Records from a dataset:
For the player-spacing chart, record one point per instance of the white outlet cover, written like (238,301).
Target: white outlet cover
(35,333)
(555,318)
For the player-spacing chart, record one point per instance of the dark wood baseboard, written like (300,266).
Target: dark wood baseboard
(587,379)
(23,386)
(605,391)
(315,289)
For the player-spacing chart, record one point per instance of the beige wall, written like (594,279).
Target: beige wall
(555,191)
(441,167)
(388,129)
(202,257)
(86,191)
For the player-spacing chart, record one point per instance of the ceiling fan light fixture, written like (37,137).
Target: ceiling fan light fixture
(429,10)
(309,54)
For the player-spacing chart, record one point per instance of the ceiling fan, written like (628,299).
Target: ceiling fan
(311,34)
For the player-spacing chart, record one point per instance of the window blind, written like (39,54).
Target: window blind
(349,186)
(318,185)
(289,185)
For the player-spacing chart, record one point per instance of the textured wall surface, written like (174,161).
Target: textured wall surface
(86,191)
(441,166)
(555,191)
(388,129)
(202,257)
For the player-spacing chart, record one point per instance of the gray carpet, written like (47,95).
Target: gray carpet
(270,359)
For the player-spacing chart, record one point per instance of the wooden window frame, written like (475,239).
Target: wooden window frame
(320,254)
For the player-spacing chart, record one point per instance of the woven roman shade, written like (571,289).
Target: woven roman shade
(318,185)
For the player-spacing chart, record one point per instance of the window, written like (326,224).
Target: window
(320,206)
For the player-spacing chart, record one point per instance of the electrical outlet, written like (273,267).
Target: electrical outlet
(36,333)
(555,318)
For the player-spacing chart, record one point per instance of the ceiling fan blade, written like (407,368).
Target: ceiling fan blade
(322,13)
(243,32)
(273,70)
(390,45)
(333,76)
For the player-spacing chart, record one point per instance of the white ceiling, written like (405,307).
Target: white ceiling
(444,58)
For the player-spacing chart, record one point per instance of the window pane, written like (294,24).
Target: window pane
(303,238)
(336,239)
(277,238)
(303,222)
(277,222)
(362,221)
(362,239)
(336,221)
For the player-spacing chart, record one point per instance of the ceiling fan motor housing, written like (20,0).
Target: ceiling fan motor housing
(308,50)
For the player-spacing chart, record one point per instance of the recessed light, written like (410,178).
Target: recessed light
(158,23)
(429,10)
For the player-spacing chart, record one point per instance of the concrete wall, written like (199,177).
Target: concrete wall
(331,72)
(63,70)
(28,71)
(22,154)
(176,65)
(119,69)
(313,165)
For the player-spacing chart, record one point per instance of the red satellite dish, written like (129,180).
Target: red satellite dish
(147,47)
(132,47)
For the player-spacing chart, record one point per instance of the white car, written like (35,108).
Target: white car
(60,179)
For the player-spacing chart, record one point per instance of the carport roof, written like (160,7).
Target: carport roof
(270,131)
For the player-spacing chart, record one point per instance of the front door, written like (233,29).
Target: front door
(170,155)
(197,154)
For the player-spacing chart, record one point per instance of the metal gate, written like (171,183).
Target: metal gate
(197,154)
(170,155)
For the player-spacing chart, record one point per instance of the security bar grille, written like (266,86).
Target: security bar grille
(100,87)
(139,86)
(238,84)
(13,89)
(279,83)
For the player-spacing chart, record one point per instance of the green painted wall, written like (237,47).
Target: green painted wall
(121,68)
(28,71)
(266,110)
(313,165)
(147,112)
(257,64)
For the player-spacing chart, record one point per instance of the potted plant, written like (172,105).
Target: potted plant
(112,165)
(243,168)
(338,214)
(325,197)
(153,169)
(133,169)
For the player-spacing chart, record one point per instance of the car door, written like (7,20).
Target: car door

» Task item: Retype each record, matching it exactly.

» Response for this exercise:
For the player-spacing chart, record one point per instance of the white outlet cover, written like (238,301).
Target: white outlet cover
(35,333)
(555,318)
For the player-spacing chart, record one point per instance of the dark wood baseboard, written like (300,266).
Target: dark wood baseboard
(587,379)
(23,386)
(605,391)
(315,289)
For the player-spacing chart, record one point per instance of the beige wall, written like (594,279).
Target: beige wall
(555,191)
(441,167)
(388,129)
(202,257)
(86,191)
For the player-spacing chart, record one point per instance of the ceiling fan light fixture, written like (37,137).
Target: ceiling fan light fixture
(429,10)
(309,54)
For the player-spacing chart, record one point per instance of the ceiling fan, written like (628,299).
Target: ceiling fan
(311,34)
For the player-spacing chart, record one point per instance of the window blind, written like (39,54).
Target: window blind
(349,186)
(318,185)
(289,185)
For the player-spacing chart, record one point per instance of the textured wall surface, written like (174,161).
Target: textured wall surface
(86,191)
(441,166)
(555,191)
(388,129)
(202,257)
For the player-spacing chart, record one point per instance of the gray carpet, written like (47,95).
Target: gray carpet
(270,359)
For the player-spacing chart, record one point per instance of the wooden window frame, written like (475,239).
Target: wooden window frame
(320,254)
For the player-spacing chart, record one point per instance of the woven roman shade, written like (571,289).
Target: woven roman shade
(318,185)
For the player-spacing chart, record one point per instance of the window, written like (326,224).
Target: window
(320,206)
For the player-spacing chart, record one point per instance of the electrical outlet, written like (273,267).
Target: electrical outlet
(36,333)
(555,318)
For the player-spacing chart, record one point per instance of the ceiling fan blade, written like (407,368).
Target: ceiling fan blade
(322,13)
(243,32)
(273,70)
(390,45)
(333,76)
For the player-spacing chart, record one point per instance of the white ceiling, written like (405,307).
Target: white ceiling
(444,58)
For the player-spacing chart, record one point per instance of the window pane, written like (294,24).
Target: window pane
(303,238)
(336,239)
(277,238)
(303,222)
(277,222)
(362,221)
(362,239)
(336,221)
For the player-spacing chart, record one point per instance of the ceiling fan motor housing, written like (20,0).
Target: ceiling fan motor housing
(308,50)
For the player-spacing chart, record one point per instance of the recessed light, written like (410,178).
Target: recessed light
(158,23)
(429,10)
For the player-spacing chart, record one point per instance of the concrete wall, written like (199,177).
Target: concrete wall
(331,72)
(63,70)
(28,71)
(22,154)
(176,65)
(119,69)
(313,165)
For the player-spacing chart, record one point per instance of the red satellite dish, written like (129,180).
Target: red satellite dish
(147,47)
(132,47)
For the player-spacing chart, record one point per instance of the white car, written like (35,108).
Target: white car
(60,179)
For the player-spacing chart, record one point per instance of the carport roof, written like (160,7).
Target: carport roof
(270,131)
For the player-spacing chart, record one point per instance of the front door, written like (233,29).
Target: front door
(170,155)
(197,154)
For the player-spacing chart, record one point per instance of the metal gate, written like (171,183).
Target: metal gate
(197,154)
(170,155)
For the player-spacing chart, record one point per instance of the security bar grille, written like (266,86).
Target: security bar grille
(100,87)
(139,86)
(238,84)
(13,89)
(279,83)
For the player-spacing chart, record one point per instance of the green painted wall, written like (237,47).
Target: green painted wall
(121,68)
(28,71)
(266,110)
(313,165)
(147,112)
(257,64)
For the player-spacing chart, record one point per instance of the potted plant, written like (172,105).
Target: potted plant
(112,165)
(243,168)
(338,214)
(325,197)
(153,169)
(133,169)
For the player-spacing chart, record one point per instance of the car door, written like (7,20).
Target: car door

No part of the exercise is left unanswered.